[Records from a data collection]
☆ ☆ ☆ ☆

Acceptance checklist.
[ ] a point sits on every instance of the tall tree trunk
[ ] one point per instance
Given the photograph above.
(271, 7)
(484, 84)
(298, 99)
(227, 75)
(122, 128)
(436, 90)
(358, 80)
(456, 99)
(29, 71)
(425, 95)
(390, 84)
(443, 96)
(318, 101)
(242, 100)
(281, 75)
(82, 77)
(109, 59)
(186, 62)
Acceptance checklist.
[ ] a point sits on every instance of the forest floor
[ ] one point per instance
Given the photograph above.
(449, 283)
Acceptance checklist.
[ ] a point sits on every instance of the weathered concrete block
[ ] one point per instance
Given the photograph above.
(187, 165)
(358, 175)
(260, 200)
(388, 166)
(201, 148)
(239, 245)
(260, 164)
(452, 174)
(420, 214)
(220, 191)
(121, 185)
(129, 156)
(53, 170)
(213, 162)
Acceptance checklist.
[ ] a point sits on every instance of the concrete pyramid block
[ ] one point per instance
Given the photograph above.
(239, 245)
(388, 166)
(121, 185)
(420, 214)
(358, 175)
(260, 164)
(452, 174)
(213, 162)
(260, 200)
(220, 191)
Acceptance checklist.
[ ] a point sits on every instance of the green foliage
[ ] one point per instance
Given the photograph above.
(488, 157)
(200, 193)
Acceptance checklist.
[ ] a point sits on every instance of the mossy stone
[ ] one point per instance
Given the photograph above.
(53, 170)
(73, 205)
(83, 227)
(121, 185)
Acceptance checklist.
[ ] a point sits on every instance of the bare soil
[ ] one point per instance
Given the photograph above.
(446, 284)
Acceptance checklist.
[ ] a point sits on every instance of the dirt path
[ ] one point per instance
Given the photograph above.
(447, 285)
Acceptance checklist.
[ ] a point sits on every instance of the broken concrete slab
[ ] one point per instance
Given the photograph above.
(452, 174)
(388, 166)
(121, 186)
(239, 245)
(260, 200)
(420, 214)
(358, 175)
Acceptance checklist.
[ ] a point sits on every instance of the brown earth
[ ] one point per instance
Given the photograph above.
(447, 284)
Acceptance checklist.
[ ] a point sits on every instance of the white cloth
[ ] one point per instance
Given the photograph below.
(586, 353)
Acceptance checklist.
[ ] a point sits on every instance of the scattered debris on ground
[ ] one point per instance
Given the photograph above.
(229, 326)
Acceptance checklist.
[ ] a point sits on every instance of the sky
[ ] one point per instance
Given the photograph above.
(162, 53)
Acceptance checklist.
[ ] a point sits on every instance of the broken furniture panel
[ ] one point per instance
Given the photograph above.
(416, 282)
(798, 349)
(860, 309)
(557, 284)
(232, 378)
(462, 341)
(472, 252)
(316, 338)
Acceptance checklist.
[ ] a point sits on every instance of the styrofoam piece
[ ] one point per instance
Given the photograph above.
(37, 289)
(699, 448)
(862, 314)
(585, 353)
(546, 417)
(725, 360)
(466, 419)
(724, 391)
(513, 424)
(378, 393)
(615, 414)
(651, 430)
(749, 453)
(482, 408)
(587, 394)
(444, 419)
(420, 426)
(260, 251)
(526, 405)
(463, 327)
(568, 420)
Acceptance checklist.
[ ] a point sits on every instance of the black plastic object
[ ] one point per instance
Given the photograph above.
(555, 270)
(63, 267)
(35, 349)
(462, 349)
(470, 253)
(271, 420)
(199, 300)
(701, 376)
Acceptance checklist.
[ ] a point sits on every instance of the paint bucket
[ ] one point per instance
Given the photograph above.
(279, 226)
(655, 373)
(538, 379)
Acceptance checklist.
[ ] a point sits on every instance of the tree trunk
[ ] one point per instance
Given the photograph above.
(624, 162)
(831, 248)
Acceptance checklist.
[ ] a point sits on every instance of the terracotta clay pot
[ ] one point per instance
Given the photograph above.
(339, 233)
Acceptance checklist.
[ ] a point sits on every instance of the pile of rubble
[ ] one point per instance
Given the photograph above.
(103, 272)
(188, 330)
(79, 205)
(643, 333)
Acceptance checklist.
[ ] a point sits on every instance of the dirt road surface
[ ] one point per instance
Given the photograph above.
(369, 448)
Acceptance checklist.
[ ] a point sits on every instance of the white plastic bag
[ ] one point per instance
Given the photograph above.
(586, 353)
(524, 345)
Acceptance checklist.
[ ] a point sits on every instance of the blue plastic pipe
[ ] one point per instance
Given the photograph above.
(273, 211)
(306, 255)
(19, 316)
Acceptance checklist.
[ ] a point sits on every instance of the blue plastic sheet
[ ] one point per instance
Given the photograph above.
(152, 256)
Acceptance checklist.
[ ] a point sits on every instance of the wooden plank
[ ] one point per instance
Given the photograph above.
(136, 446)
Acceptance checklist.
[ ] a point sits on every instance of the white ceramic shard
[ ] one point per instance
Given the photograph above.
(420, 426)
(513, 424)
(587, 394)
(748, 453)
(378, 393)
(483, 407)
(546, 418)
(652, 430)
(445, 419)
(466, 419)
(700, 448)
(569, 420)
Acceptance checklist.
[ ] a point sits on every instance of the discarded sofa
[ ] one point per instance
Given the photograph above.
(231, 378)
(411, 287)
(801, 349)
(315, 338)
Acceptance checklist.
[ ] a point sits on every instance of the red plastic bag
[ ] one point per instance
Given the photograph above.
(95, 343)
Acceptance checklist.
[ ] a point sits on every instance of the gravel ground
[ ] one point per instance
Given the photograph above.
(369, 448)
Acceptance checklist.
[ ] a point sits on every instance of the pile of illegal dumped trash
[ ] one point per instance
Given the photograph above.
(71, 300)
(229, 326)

☆ ☆ ☆ ☆

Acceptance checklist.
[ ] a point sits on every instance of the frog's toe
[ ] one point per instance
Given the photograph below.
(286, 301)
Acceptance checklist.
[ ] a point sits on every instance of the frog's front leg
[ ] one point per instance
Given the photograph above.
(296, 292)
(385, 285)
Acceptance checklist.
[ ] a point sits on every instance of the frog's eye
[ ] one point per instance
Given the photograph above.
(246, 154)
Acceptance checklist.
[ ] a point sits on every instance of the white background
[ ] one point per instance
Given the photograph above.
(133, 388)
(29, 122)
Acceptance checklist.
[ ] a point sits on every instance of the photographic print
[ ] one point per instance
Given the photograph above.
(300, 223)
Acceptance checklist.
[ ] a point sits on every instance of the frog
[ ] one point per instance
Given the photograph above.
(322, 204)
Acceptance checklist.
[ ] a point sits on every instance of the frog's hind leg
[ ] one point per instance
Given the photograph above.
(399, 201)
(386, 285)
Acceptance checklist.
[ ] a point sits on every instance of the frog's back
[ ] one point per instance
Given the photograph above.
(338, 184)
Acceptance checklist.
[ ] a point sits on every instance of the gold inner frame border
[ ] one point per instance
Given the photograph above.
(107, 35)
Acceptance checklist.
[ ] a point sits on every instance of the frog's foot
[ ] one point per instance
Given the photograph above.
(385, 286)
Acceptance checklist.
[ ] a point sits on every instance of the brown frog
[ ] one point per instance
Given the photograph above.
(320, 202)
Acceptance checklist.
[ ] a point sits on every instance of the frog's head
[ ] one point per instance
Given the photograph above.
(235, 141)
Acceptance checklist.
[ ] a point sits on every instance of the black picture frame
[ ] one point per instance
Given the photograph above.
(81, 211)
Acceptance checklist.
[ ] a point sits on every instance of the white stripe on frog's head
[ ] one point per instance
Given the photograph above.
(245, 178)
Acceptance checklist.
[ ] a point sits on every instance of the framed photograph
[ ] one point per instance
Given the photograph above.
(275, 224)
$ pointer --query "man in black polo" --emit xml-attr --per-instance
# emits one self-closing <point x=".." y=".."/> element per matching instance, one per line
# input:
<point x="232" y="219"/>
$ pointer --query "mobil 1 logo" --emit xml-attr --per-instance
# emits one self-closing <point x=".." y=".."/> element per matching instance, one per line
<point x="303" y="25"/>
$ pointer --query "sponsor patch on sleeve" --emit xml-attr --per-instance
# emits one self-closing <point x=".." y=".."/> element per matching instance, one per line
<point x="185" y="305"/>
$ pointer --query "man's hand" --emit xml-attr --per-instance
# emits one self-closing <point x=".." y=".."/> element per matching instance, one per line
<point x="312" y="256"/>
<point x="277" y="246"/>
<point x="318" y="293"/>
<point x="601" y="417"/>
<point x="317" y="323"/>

☆ ☆ ☆ ☆

Please pick out every line of the items above that contains the word "pile", matching its case exactly.

[ ] a point sits on every instance of the pile of rubble
[ ] a point sits on every instance of the pile of illegal dumped trash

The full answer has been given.